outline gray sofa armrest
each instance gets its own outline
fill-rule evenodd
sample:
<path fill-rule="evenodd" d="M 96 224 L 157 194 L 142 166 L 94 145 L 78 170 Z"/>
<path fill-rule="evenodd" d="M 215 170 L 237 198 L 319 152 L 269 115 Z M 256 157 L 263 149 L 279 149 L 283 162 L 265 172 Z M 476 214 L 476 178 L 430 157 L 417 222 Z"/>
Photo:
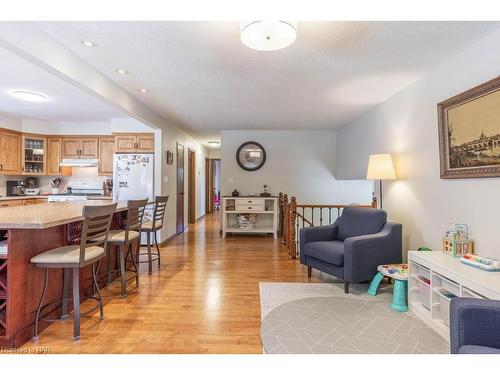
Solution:
<path fill-rule="evenodd" d="M 370 280 L 381 264 L 402 262 L 402 226 L 386 223 L 375 234 L 344 241 L 344 280 L 356 283 Z"/>
<path fill-rule="evenodd" d="M 500 301 L 453 298 L 450 304 L 450 350 L 464 345 L 500 349 Z"/>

----

Exercise aim
Wherever the word "outline" appears in the listing above, copy the whole line.

Task result
outline gray sofa armrest
each instance gets its own outline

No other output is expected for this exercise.